-- Problem requirements --
Where the material below has a line containing "TARGET = truck windshield", start repeating exactly, and keep going through the line containing "TARGET = semi trailer", with no other lines.

-- Entries provided --
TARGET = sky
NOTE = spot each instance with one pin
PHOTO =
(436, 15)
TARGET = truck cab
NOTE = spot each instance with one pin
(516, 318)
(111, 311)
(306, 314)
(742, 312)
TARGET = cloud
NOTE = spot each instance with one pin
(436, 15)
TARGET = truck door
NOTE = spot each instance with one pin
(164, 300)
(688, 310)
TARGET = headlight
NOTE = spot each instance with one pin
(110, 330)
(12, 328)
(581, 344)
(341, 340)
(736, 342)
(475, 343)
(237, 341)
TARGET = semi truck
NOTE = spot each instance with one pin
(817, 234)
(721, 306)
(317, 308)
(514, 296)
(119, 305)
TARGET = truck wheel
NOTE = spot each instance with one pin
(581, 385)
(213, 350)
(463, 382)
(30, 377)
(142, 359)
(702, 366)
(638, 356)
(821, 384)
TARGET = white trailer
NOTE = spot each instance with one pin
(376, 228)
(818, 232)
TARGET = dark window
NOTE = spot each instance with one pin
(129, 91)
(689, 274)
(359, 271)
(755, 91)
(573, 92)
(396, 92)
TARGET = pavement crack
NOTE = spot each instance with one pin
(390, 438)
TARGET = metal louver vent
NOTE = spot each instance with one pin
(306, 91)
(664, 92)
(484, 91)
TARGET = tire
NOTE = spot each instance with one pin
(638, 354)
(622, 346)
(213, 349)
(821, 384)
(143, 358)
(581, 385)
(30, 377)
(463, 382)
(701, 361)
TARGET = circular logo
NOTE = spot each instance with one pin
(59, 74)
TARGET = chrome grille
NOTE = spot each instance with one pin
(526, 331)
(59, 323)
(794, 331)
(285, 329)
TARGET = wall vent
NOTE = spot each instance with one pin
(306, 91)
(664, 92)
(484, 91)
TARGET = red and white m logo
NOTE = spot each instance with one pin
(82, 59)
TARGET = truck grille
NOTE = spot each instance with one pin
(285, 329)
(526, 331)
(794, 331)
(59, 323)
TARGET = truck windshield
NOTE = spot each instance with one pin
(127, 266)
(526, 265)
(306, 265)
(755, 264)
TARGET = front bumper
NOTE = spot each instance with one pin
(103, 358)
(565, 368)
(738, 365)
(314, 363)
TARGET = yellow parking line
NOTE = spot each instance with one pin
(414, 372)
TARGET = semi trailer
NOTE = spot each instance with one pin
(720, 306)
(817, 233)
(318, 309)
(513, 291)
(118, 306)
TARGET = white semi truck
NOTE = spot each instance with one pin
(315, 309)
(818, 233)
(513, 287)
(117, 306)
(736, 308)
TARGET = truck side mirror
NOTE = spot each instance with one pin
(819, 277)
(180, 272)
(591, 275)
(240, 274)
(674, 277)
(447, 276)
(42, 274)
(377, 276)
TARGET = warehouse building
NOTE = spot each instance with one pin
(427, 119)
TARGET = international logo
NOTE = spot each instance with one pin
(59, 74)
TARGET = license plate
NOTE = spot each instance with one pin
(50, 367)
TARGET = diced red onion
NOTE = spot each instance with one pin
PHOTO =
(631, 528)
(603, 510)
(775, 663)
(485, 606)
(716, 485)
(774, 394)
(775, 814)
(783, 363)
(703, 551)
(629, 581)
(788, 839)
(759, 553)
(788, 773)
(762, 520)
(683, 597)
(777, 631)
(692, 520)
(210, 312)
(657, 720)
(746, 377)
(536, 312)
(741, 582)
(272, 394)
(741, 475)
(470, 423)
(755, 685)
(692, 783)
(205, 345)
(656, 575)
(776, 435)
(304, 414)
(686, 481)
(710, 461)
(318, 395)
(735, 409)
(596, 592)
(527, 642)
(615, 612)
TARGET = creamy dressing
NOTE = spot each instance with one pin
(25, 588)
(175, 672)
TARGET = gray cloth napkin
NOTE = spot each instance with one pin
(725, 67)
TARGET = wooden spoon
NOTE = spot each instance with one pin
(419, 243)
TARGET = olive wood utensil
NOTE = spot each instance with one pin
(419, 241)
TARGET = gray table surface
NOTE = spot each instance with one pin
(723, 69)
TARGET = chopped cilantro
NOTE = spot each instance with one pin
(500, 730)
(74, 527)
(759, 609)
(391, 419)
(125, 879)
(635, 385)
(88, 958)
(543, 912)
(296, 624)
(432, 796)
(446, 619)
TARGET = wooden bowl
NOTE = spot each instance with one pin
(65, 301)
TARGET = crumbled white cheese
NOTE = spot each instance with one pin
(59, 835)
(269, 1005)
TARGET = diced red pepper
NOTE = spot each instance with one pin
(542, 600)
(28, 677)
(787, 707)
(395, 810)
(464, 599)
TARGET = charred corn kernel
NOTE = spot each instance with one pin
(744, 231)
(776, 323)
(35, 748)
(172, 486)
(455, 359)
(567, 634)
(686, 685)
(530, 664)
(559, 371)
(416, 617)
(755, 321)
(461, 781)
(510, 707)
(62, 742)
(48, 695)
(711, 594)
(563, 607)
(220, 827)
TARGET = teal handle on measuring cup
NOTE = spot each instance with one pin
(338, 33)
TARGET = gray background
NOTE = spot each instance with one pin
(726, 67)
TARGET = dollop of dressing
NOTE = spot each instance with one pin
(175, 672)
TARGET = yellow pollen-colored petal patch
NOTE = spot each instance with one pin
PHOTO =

-- Solution --
TARGET = truck windshield
NOTE = spot each instance with one pin
(127, 266)
(526, 265)
(306, 265)
(755, 264)
TARGET = front bumper
NOTE = spot each instance with one pin
(103, 358)
(565, 368)
(738, 365)
(314, 363)
TARGET = yellow parking line
NOTE = spot each instance with one pin
(414, 372)
TARGET = semi trailer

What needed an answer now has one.